=== Section Start ===
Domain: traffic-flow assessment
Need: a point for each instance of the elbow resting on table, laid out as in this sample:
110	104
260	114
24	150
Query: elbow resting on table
=== Section End ===
**WHAT THE EXERCISE ASKS:**
Only the lines from the one holding "Need: a point" to the end of the listing are to be written out, word for word.

**ANSWER BOX:**
Need: a point for each instance of the elbow resting on table, laid out as in this sample:
110	104
260	114
24	150
Query: elbow resting on table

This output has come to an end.